- WHAT IS NEEDED: Starting with the line that contains "ceiling in the photo above.", reproduce each line through the end of the entries exactly as written.
··· RECORDS SUPPLIED ···
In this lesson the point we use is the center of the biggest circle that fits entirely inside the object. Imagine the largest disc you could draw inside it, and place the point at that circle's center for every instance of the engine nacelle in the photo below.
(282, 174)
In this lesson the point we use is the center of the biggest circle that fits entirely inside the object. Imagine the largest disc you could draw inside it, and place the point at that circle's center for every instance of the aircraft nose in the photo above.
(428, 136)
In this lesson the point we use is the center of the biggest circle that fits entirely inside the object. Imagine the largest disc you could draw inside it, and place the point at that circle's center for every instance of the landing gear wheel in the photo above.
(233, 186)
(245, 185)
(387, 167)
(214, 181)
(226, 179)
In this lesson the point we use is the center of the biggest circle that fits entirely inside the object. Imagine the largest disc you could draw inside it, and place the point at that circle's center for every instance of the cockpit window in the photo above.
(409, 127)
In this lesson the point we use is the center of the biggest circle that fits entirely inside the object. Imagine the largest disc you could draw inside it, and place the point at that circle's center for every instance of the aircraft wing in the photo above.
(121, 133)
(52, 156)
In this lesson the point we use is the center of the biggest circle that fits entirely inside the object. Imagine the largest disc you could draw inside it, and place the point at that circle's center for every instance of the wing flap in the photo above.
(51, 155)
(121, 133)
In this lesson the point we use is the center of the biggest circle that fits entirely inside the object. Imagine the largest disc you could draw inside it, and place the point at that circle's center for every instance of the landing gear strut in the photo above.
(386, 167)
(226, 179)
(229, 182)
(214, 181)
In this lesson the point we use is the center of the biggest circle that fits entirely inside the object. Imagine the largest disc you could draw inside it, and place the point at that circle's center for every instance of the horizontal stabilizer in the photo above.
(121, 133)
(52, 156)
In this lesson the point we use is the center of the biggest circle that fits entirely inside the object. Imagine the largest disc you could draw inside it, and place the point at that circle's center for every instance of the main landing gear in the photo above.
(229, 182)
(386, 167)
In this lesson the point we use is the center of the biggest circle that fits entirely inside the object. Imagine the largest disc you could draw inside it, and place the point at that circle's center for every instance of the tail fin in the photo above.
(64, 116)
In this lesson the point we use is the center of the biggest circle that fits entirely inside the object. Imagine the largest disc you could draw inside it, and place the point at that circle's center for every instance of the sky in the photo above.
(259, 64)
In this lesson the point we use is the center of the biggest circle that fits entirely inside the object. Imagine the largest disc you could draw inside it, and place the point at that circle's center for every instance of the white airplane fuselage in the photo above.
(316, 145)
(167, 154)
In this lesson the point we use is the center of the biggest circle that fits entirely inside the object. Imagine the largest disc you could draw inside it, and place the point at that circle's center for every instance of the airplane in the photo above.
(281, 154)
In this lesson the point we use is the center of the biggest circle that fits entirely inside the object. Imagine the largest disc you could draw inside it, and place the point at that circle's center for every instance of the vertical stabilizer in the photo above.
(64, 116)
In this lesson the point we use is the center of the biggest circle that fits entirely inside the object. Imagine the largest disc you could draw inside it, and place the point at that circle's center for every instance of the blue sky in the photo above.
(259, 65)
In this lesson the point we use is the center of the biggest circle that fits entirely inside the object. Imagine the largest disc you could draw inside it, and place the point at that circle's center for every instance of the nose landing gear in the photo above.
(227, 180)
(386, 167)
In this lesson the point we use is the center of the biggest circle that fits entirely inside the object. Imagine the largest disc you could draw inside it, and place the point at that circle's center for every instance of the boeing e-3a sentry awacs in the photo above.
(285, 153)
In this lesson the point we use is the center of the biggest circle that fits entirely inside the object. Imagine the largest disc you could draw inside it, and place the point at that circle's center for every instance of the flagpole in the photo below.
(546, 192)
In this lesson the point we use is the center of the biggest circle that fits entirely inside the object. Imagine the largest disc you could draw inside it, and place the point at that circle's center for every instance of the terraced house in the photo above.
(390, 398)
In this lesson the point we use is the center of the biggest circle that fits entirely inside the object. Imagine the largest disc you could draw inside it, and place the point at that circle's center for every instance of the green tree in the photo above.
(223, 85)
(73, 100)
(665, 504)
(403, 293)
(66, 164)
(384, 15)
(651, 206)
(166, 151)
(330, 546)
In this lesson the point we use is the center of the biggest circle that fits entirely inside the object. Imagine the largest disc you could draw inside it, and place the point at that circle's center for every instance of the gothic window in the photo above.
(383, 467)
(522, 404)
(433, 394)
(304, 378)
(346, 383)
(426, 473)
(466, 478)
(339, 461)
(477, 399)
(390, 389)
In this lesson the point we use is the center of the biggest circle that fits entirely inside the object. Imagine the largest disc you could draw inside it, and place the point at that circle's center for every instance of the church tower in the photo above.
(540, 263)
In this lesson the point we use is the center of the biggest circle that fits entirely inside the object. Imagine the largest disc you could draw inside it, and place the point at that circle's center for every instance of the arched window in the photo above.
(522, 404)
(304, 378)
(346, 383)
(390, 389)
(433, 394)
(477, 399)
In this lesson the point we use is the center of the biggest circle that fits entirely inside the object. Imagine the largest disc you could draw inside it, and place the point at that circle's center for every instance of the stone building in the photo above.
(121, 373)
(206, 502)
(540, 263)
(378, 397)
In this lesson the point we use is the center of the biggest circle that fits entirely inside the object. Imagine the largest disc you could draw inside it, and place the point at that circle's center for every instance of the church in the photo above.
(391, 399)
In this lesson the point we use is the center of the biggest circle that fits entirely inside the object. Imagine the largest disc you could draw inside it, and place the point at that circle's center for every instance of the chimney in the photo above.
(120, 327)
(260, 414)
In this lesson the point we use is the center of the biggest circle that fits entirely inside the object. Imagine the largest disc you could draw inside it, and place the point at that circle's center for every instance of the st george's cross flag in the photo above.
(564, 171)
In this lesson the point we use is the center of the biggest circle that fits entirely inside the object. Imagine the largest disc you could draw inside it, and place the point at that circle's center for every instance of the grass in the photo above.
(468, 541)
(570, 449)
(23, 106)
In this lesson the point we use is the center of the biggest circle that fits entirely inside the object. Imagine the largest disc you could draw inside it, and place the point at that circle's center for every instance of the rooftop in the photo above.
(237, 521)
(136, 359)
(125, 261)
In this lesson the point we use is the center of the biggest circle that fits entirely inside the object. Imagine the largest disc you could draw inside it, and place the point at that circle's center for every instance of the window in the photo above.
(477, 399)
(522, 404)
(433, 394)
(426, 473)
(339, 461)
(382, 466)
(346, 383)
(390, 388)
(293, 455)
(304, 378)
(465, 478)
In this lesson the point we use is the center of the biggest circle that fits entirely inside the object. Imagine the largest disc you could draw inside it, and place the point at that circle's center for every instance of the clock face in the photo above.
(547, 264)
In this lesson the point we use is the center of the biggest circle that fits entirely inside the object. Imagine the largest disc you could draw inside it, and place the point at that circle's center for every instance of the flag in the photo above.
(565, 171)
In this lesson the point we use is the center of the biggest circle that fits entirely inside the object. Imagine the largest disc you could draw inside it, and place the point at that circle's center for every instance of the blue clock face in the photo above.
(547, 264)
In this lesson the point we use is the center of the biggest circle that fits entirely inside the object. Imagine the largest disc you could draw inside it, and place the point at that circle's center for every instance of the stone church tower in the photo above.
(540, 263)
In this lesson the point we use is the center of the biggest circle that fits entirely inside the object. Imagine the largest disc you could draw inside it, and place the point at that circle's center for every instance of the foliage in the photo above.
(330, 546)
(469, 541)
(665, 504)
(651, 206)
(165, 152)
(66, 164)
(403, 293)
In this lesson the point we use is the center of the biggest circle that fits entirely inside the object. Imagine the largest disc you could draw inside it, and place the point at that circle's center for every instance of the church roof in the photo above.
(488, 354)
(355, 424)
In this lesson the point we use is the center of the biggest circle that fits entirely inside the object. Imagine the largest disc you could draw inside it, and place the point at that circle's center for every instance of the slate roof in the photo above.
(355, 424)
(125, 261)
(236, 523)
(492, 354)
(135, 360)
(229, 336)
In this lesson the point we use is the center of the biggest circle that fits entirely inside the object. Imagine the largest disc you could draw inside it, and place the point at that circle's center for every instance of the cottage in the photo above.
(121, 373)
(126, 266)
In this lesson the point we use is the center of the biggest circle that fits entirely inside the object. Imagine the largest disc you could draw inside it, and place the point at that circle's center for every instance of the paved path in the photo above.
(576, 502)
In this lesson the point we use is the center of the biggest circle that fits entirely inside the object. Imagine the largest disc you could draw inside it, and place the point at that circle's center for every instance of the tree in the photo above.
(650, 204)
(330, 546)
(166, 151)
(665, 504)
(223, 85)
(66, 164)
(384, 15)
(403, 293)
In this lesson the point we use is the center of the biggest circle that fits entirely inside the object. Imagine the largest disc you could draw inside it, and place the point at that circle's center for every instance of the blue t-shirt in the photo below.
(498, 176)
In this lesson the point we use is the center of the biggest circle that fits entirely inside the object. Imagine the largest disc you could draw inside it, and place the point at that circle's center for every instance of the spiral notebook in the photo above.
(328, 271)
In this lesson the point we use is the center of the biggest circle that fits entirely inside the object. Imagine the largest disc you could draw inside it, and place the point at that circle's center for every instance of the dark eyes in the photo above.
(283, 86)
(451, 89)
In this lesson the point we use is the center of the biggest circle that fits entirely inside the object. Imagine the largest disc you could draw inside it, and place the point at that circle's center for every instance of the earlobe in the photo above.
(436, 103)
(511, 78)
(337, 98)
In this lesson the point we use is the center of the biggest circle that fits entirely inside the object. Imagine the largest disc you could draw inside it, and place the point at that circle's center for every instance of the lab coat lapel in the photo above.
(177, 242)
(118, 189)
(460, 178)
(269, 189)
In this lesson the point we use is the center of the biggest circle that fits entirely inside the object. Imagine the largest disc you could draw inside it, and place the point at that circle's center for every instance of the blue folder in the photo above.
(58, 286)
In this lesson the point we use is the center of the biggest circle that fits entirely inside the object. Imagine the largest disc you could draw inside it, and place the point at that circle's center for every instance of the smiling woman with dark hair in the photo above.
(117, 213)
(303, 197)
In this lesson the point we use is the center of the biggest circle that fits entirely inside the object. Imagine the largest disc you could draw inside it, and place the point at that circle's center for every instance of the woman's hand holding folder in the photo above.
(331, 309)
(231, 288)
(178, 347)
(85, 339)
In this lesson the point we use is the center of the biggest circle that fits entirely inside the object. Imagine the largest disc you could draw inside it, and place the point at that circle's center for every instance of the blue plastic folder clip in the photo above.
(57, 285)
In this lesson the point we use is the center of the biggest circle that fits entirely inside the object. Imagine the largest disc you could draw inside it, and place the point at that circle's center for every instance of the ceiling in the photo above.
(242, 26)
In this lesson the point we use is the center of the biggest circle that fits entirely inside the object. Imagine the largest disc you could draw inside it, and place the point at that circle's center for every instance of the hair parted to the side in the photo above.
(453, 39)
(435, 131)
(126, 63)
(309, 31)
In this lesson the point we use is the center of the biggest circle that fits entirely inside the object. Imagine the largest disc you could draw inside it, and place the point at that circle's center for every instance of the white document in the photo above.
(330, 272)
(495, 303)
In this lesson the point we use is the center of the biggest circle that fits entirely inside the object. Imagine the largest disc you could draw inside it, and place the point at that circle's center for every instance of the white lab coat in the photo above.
···
- OUTPUT BELOW:
In this lesson the point we use is the center of the biggest circle that fits entirely inside the object. Imagine the largest disc you could draw inside it, and place the point at that circle's center for every instance of the ceiling in the photo above.
(242, 26)
In this lesson the point we use is the center of the biggest circle that fits entirely inside the object. Imagine the largest disc you could draw inside it, and place the point at that circle's center for every instance of the hair parted to the side in the photo above.
(453, 39)
(435, 131)
(126, 63)
(309, 31)
In this lesson the point we use is the center of the biggest circle that fits entirely inside the object. Imagine the largest disc you could draw inside it, and place the point at that circle's center for every instance of the white document in the photo above.
(330, 272)
(495, 303)
In this lesson the point we use is the center of the biggest circle that fits entirely inside the object. Imagine the largest disc you could draw inside it, and place the point at that circle's center for every instance of the white lab coat in the photo above.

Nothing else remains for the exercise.